- _TASK DETAILS_
Rewrite all of the material below as a numbered list, one line per item, with blank lines left out. Don't include the pictures in your answer.
***** TASK DATA *****
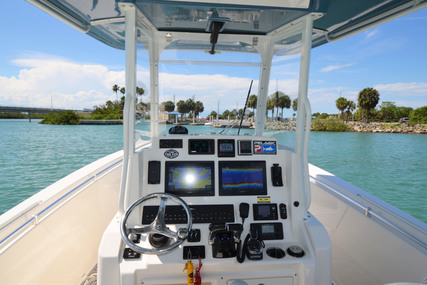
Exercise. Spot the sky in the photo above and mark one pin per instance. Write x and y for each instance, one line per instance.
(45, 62)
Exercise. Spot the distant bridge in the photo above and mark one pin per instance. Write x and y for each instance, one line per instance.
(30, 110)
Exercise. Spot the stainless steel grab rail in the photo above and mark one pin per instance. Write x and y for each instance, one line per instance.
(369, 212)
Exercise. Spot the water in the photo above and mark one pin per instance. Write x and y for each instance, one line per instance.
(390, 166)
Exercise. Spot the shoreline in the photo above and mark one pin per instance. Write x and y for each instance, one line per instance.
(360, 127)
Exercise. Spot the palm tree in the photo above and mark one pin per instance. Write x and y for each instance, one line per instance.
(284, 102)
(140, 91)
(270, 106)
(368, 99)
(252, 102)
(199, 108)
(341, 104)
(351, 106)
(115, 89)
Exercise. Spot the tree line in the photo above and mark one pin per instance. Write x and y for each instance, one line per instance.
(387, 111)
(113, 110)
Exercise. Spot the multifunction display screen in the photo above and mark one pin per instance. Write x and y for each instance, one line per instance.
(184, 178)
(242, 178)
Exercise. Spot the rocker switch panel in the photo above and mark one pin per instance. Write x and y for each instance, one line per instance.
(283, 211)
(154, 172)
(276, 175)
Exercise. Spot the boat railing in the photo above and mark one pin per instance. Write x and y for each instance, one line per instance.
(369, 212)
(30, 216)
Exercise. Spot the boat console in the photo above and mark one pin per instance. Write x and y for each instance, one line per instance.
(226, 203)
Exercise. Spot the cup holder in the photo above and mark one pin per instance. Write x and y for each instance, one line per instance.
(275, 252)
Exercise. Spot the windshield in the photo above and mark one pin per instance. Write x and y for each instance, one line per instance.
(208, 93)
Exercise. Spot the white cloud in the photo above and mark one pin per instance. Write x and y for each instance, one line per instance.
(335, 67)
(72, 85)
(371, 33)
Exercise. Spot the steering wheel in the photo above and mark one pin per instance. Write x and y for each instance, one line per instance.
(158, 226)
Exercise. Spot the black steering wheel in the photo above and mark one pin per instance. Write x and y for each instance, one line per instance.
(158, 226)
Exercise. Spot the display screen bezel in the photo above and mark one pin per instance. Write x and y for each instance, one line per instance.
(191, 191)
(240, 191)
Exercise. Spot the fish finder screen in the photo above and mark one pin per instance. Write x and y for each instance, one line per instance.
(190, 178)
(242, 178)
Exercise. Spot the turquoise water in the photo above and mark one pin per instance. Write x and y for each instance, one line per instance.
(392, 167)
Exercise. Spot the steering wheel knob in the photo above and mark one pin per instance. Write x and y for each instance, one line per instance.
(161, 237)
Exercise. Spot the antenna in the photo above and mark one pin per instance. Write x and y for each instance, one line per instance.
(244, 108)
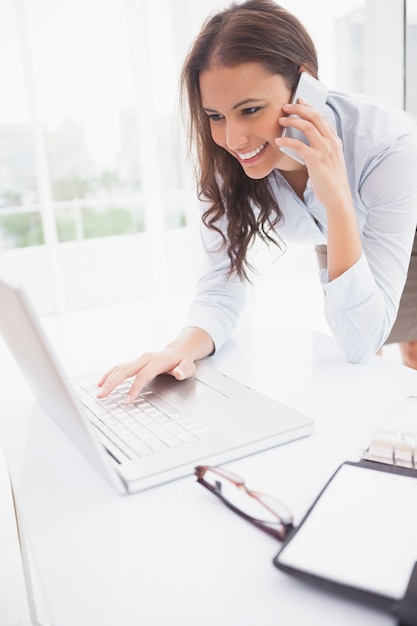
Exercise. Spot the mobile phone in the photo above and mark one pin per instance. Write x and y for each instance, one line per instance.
(315, 94)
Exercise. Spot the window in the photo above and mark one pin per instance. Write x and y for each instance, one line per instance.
(97, 201)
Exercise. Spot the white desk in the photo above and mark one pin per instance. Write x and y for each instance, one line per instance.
(175, 554)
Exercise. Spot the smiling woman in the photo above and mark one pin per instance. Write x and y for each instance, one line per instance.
(355, 189)
(246, 126)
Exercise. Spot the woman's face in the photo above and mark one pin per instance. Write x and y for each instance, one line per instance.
(243, 104)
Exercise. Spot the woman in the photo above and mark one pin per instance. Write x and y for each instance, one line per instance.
(356, 192)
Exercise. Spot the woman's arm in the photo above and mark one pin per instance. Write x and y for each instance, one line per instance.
(368, 262)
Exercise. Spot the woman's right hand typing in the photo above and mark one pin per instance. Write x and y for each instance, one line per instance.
(177, 359)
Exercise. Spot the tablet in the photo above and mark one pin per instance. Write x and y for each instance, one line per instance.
(360, 535)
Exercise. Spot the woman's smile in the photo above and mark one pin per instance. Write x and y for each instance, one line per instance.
(243, 104)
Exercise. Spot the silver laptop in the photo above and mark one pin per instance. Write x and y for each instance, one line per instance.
(173, 425)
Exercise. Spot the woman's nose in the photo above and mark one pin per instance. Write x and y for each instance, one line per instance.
(236, 136)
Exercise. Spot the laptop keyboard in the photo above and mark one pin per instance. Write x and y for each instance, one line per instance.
(132, 431)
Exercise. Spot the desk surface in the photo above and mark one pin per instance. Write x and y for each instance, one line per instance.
(174, 554)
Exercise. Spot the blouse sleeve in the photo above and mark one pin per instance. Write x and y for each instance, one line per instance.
(219, 299)
(361, 305)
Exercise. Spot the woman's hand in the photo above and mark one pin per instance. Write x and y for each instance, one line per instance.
(323, 157)
(177, 359)
(326, 167)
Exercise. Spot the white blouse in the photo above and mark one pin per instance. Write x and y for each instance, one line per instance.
(380, 149)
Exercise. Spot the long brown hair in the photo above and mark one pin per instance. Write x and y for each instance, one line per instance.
(257, 31)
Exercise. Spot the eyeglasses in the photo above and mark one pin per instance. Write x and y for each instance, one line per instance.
(257, 508)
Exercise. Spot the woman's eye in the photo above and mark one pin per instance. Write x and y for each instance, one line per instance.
(215, 117)
(251, 110)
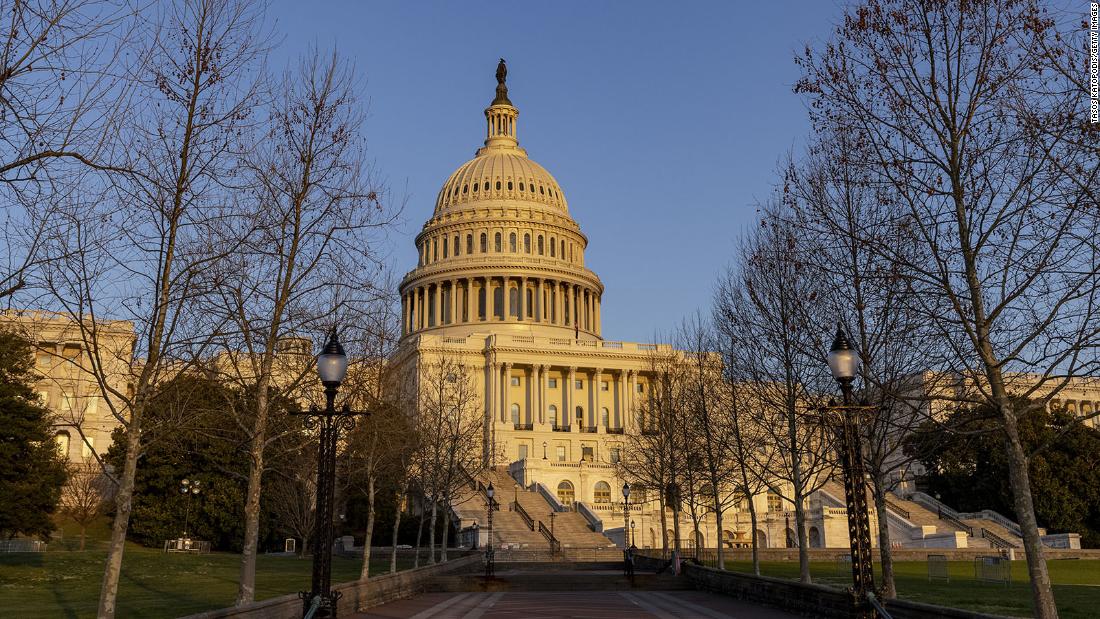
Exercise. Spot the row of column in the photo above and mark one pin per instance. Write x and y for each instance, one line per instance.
*****
- _WORKED ANSWER_
1. Exercise. Spot the sky in the photo above and mark one pin per instance. Write x and y for each instance, one line per instance.
2. (45, 62)
3. Exercise. Spot the distant bridge in the photo above and mark one pin per instance. Write x and y for each instance, one line per instance.
4. (30, 110)
5. Exercise. Spot the stainless steel grab rail in the photo above and mark one pin per instance. Write x and y for each instance, one line per instance.
6. (369, 212)
7. Exercise. Spot the water in the photo above and mark one pin per instance. Write x and y for each instance, one line per instance.
8. (390, 166)
9. Exercise. Spot the shoreline in the photo above and mark one pin per instance. Write x and y for each instance, one line per instance.
10. (360, 127)
11. Exercise. Spot the palm tree in the photo above and mark one pin per instance. Write x and y for each instance, one line per instance.
12. (284, 102)
13. (140, 91)
14. (270, 106)
15. (368, 99)
16. (252, 102)
17. (199, 108)
18. (341, 104)
19. (351, 106)
20. (115, 89)
21. Exercise. Spot the tree line in the photo above and mark one pin per instance. Write x and y for each instance, one line per instance.
22. (387, 111)
23. (113, 110)
24. Exercise. Spot the multifunction display screen in the photo above and mark one pin per instance. Write x and y for each instance, one line per instance.
25. (184, 178)
26. (242, 178)
27. Exercise. Spot the rocker switch panel in the photo above and mark one pin per instance. Write x and y for each instance, one line per instance.
28. (283, 211)
29. (154, 172)
30. (276, 175)
31. Exercise. Spot the boat railing in the photo above and mark one pin per instance. Write x and y for each instance, one line per instance.
32. (369, 212)
33. (30, 216)
34. Exercise. Spot the boat console in the photo above and mark one pin per instance. Write x and y for each instance, one line per instance.
35. (226, 203)
36. Exercise. Spot the cup holder in the photo above and mark one pin per instance. Write x and y for each instance, one line per instance.
37. (275, 252)
38. Exercise. Spot the windshield in the photo above and mark one pin per instance. Write x and y for each instance, one line per instance.
39. (208, 93)
40. Exercise. Spot the white cloud in the photo above and mark one pin per instance. Write x and y for each instance, one line per instance.
41. (335, 67)
42. (72, 85)
43. (371, 33)
44. Exercise. Spot the steering wheel in the photo above and mark one pin per instance. Write x and y for each instance, one line per instance.
45. (158, 226)
46. Exercise. Spot the black steering wheel in the photo above and mark one pin per instance. Write x and y for each instance, one line per instance.
47. (158, 226)
48. Exercise. Spot the display screen bezel in the photo above and mark one pin per instance. Write x and y for each instance, one line per instance.
49. (191, 191)
50. (240, 191)
51. Exercise. Spot the fish finder screen in the photo above and mark one pin per instance. Write x and y for each instance, one line per instance.
52. (190, 178)
53. (242, 178)
54. Exercise. Spot the turquoise water in the photo above and mark one pin per instance. Write x and y for each instance, one line per instance.
55. (392, 167)
56. Exercise. Spot the steering wheel knob in the photo above and mark one pin per instance. Write x and y for each instance, one line per instance.
57. (161, 237)
58. Exercise. Spot the antenna in the photo above and mark one pin per instance. Write x and y for each instance, one line per instance.
59. (244, 108)
60. Exercise. Spot the mobile phone in the photo above and mark one pin per instance. Write x and y for each instance, one line per instance.
61. (315, 94)
62. Exercise. Spot the window in the photo above and mark one pin per instance. Write x and y for each instance, one line per instance.
63. (97, 201)
64. Exercise. Spot the white desk in the photo above and mark one pin per instance. Write x and y for each instance, one line per instance.
65. (175, 554)
66. Exercise. Spot the smiling woman in the photo above and mark one pin per instance. Write x and y for each instance, one line per instance.
67. (355, 189)
68. (246, 126)
69. Exercise. Spot the woman's face in the photo above and mark one pin per instance. Write x and y for each instance, one line per instance.
70. (243, 104)
71. Exercise. Spot the woman in the photo above and mark one pin per instance. Write x and y for each instance, one line per instance.
72. (356, 192)
73. Exercise. Spot the woman's arm in the photo above and mark one pin per instance. Write x and y for each instance, one line per instance.
74. (368, 262)
75. Exercise. Spot the woman's right hand typing in the photo above and mark one pin per instance. Write x and y for each instance, one line per instance.
76. (177, 359)
77. Exercise. Spot the tablet in the photo above and mark one pin per instance. Write x and y for each instance, one line per instance.
78. (360, 535)
79. Exercise. Spot the woman's smile in the photo above and mark one pin per instance. Write x and y for each instance, one line per instance.
80. (243, 104)
81. Exercise. Spot the silver laptop in the photo above and mark one pin per instance. Write x and y for each instance, one line per instance.
82. (173, 425)
83. Exercise. Spot the woman's nose in the photo above and mark one pin per instance. Write x and y for each instance, one line per instance.
84. (236, 136)
85. Exercise. Spot the laptop keyboard in the photo above and mark one pin per instance. Write x and y for each instance, one line per instance.
86. (132, 431)
87. Exercise. Spot the desk surface in the photo above and mark one pin per instance. Write x and y for each instance, one line per instance.
88. (174, 554)
89. Exercise. Spot the blouse sleeve in the photo above and mark one pin per instance. Write x and y for each instance, one line per instance.
90. (219, 299)
91. (361, 305)
92. Exercise. Spot the woman's hand in the photo above and mark one pin per instance. Write x and y for each instance, one line per instance.
93. (323, 157)
94. (177, 359)
95. (326, 167)
96. Exercise. Spot the white blouse in the photo above and mark one pin per instance. Write x and y for each instance, one line per instance.
97. (380, 149)
98. Exercise. Spot the long brown hair in the photo above and mark one pin per instance. Write x and y for each instance, one line per instance.
99. (257, 31)
100. Exercise. Spot the eyeglasses in the photo above and mark one pin per instance. Write x and y for each instance, one line per instance.
101. (257, 508)
102. Exercise. Spot the woman's eye in the photo above and mark one pin per instance. Write x and y for each instance, one line per instance.
103. (215, 117)
104. (251, 110)
105. Exercise. Spot the row of column in the photo above and mark one pin per instance. Write x and y for each instance, one line per instance.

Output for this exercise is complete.